■ **Exercise goal**: Exclude the pictures and repeat all of the data exactly.

■ ■ ■ ■

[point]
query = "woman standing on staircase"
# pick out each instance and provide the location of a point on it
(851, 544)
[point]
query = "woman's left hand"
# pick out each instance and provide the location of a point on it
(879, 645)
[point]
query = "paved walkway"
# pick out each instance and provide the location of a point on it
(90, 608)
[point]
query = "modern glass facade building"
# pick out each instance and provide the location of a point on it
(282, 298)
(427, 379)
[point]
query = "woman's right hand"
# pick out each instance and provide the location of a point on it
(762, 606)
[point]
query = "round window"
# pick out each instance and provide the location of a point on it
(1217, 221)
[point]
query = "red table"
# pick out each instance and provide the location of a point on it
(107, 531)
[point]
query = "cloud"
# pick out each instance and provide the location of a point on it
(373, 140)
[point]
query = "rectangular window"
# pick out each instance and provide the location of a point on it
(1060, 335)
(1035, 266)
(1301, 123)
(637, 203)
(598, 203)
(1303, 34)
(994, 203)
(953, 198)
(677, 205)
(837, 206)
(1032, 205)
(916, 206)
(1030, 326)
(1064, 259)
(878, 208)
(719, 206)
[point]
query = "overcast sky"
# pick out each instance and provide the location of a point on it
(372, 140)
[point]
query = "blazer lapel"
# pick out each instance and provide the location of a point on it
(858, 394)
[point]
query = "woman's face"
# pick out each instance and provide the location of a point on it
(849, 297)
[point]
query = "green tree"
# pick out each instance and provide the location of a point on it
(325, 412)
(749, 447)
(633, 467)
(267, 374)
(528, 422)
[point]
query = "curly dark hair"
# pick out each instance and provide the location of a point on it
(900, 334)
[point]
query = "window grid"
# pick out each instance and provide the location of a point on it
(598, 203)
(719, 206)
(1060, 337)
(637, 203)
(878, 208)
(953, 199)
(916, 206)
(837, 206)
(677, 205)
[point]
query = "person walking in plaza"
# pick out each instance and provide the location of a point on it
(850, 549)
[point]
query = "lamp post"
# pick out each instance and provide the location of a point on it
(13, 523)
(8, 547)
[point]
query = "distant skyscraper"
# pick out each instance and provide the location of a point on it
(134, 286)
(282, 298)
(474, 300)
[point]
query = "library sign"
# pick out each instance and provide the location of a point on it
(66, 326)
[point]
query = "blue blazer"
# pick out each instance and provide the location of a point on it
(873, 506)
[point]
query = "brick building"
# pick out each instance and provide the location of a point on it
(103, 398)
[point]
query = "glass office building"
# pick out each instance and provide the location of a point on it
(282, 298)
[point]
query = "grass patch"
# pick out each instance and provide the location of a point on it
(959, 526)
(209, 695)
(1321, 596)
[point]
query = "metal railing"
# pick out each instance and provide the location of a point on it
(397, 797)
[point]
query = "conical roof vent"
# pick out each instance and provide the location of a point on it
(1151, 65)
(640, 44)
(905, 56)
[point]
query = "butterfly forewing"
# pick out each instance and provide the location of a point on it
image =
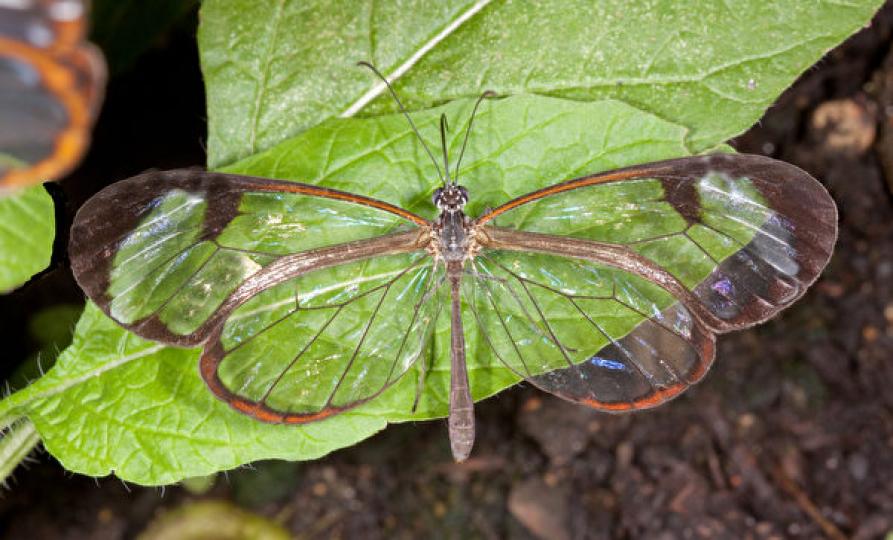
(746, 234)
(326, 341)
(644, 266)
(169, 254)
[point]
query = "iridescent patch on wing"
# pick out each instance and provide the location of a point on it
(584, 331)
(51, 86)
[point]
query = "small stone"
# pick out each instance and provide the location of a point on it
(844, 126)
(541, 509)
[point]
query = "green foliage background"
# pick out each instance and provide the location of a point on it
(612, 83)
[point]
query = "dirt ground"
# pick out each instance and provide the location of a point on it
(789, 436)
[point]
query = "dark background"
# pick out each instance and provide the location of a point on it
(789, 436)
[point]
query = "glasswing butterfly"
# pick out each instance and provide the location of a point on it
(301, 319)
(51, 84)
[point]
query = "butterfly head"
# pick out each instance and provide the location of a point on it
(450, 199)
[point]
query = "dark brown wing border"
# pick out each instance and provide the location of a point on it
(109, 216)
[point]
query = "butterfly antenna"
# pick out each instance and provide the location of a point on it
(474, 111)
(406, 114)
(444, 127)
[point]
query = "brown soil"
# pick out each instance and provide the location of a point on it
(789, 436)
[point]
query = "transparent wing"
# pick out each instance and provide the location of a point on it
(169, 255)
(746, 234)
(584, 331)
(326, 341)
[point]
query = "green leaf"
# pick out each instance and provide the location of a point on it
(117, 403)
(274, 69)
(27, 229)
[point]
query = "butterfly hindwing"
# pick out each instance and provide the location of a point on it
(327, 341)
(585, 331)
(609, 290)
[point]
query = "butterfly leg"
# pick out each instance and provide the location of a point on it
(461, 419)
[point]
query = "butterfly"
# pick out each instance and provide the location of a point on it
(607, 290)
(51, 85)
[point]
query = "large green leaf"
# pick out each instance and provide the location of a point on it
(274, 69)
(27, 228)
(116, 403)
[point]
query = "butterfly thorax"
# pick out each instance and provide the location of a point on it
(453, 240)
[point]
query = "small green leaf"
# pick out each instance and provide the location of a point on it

■ ■ ■ ■

■ **Your solution**:
[point]
query = "woman standing on staircase"
# pick out each instance and provide the location of a point on it
(851, 544)
[point]
query = "woman's left hand"
# pick out each instance and provide the location of a point on it
(879, 645)
[point]
query = "paved walkway"
# pick out each instance and provide the location of a point on it
(90, 608)
[point]
query = "modern glass facade building"
# pick out each instance and provide the location of a point on it
(282, 298)
(427, 379)
[point]
query = "woman's right hand"
# pick out each instance and provide the location of a point on it
(762, 606)
[point]
query = "round window"
# pick out each instance and provide the location of a point on it
(1217, 221)
[point]
query = "red table"
# pick out each instance and provide the location of a point on it
(107, 531)
[point]
query = "cloud"
# pick out each instance and provide the location of a point on it
(373, 140)
[point]
query = "rectangular window"
# pick out each instance and provide the location of a point on it
(1060, 335)
(1035, 266)
(1301, 123)
(637, 203)
(598, 203)
(1303, 34)
(994, 203)
(953, 198)
(677, 205)
(837, 206)
(1032, 205)
(916, 206)
(1030, 326)
(1064, 259)
(878, 208)
(719, 206)
[point]
query = "overcast sky"
# pick out each instance and provide the location of a point on it
(372, 140)
[point]
query = "blazer lapel"
# pick out each instance and provide the location of a point on it
(858, 394)
[point]
query = "woman's face"
# pick out each instance and provide the location of a point on it
(849, 297)
[point]
query = "green tree"
# pick out each instance and provide the location of a point on it
(325, 412)
(749, 447)
(633, 467)
(267, 374)
(528, 422)
[point]
query = "curly dark hair"
# pick out each instance and provide the location of a point on it
(900, 334)
[point]
query = "window grid"
# pick out each instance and provide the location of a point on it
(598, 203)
(719, 206)
(1060, 337)
(637, 203)
(878, 208)
(953, 199)
(916, 206)
(837, 206)
(677, 205)
[point]
query = "person walking in plaza"
# pick out each instance and provide the location of a point on it
(850, 549)
[point]
query = "lamp post"
# pick out each instance and provide the location of a point on it
(13, 523)
(8, 547)
[point]
query = "distant skyscraper"
# pick out each instance and provide the location of a point on it
(134, 286)
(282, 298)
(474, 300)
[point]
query = "library sign"
# pick out each instance and provide the location of a point on it
(66, 326)
[point]
query = "blue blazer"
# pick out each instance and provide the location of a point on it
(873, 506)
[point]
query = "brick building"
# pick out each instance and provide the location of a point on it
(103, 398)
[point]
query = "glass office building"
# pick out each instance and provide the location of a point on it
(282, 298)
[point]
query = "grass patch"
# pick out each instance and provide the location of a point on it
(959, 526)
(209, 695)
(1321, 596)
[point]
query = "metal railing"
# pick out each instance and provide the location of a point on it
(397, 797)
[point]
query = "conical roof vent"
# pick out each instance and provide the location of a point on it
(1151, 65)
(640, 44)
(905, 56)
[point]
query = "butterfly forewing"
# pick out each instance and provide the location of a point on it
image =
(746, 234)
(326, 341)
(644, 266)
(169, 254)
[point]
query = "iridescent patch on wing"
# pick out each instance and provide the location of a point on it
(584, 331)
(51, 86)
[point]
query = "small stone"
# pick out each instance and provide the location of a point on it
(844, 126)
(541, 509)
[point]
query = "green foliage background"
# pick out each instance and provide the location of a point on it
(612, 83)
[point]
query = "dirt ground"
# pick out each instance and provide the location of a point on it
(789, 436)
[point]
query = "dark background"
# pick out each instance and provide the location of a point on it
(789, 436)
[point]
query = "glasswing butterfly"
# pick out each instance and provide the location of a point on it
(301, 319)
(51, 84)
[point]
query = "butterfly head"
# pick out each instance and provide the location of a point on it
(450, 199)
[point]
query = "dark brown wing border"
# pick out each instance and provide the location of a point on it
(109, 216)
[point]
query = "butterfly antenna"
# pick out each instance and provide the location of a point on it
(474, 111)
(406, 114)
(444, 127)
[point]
query = "brown soil"
# pick out each instance and provide the location of a point on it
(789, 436)
[point]
query = "transparent wing"
# pick out each instance and provide the location of a point on it
(169, 255)
(746, 234)
(584, 331)
(326, 341)
[point]
query = "green leaf"
# pick out each instance and provide the location of a point on it
(117, 403)
(274, 69)
(27, 229)
[point]
query = "butterfly hindwing"
# pick out each instance and provide the location of a point on it
(327, 341)
(585, 331)
(609, 290)
[point]
query = "butterfly leg"
# pick out each instance and provide the location of a point on it
(461, 419)
[point]
query = "butterfly"
# pick out each instance and provide the location of a point on it
(607, 290)
(51, 85)
[point]
query = "large green leaf"
# pick out each instance and provide the location of a point on it
(274, 69)
(27, 228)
(116, 403)
[point]
query = "butterfly thorax"
# pick out each instance and provide the location of a point on it
(453, 240)
[point]
query = "small green leaf"
# pick out each instance and provide the location of a point on it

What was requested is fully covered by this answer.